#### GIVEN REQUEST:
Carry over every line from the one containing "Locate one point per instance of the table" down through the end of the records, both ends included, and add -142 to each coordinate in the answers.
── RECORDED DATA ──
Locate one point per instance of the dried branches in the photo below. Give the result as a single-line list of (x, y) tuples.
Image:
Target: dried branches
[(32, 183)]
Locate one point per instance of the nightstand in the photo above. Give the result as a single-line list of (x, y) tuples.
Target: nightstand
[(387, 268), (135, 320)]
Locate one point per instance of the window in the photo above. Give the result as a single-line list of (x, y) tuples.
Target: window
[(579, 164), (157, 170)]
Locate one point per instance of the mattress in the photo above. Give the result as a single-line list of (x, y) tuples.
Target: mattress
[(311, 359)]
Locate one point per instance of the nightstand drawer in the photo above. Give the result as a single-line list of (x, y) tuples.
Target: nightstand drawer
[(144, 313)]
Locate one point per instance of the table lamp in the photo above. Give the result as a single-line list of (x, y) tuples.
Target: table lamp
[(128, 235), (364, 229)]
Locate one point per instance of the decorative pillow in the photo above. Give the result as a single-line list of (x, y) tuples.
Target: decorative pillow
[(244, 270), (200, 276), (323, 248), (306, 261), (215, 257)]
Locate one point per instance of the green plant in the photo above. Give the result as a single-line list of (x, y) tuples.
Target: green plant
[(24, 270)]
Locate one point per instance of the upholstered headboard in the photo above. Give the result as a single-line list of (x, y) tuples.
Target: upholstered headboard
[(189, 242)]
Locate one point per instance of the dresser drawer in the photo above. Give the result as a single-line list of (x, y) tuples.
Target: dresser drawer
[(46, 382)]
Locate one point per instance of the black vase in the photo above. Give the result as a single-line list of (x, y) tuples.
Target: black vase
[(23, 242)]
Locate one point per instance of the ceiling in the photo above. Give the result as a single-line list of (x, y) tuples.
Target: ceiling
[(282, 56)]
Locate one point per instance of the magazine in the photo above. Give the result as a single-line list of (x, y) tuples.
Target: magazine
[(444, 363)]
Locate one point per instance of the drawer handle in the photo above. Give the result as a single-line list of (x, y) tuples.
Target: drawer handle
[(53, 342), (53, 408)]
───
#### EXPECTED ANSWER:
Locate one point per instance of the table lamp in the photo above. Give the result as a single-line list of (x, y) tuples.
Target: table lamp
[(-14, 93), (222, 87)]
Locate one point per instance of the decorative pillow in the photo above. Give the result as a single-line list of (x, y) tuples.
Target: decorative pillow
[(102, 128), (58, 134), (181, 106), (164, 119), (73, 115)]
Locate one point per instance of the green plant in the photo above. Give the result as a single-line list of (x, y) tuples.
Target: green plant
[(-118, 128)]
Locate one point per instance of the upholstered headboard in the photo above. Give the result as a single-line list of (x, y) tuples.
Target: upholstered headboard
[(47, 100)]
Locate one point per instance of the dresser drawer in the photo above. Give the result as a single-line list of (x, y) tuples.
Target: dresser drawer
[(-96, 240)]
Locate one point per instance of the black vase in the photo above. Give the result as a single-line list of (x, y) tuples.
Target: black vase
[(-119, 100)]
Locate one point per instance of the ceiling in the photo above. Give the result as a single-line list of (x, y) tuples.
Target: ceiling
[(140, -86)]
Locate one point per instance of the magazine in the photo above. Give the result as a single-line list of (x, y) tuples.
Target: magazine
[(302, 221)]
Locate one point per instance of the drawer handle in the photo above. Give the result as a single-line list of (x, y) tuples.
Target: drawer handle
[(-89, 200), (-89, 266)]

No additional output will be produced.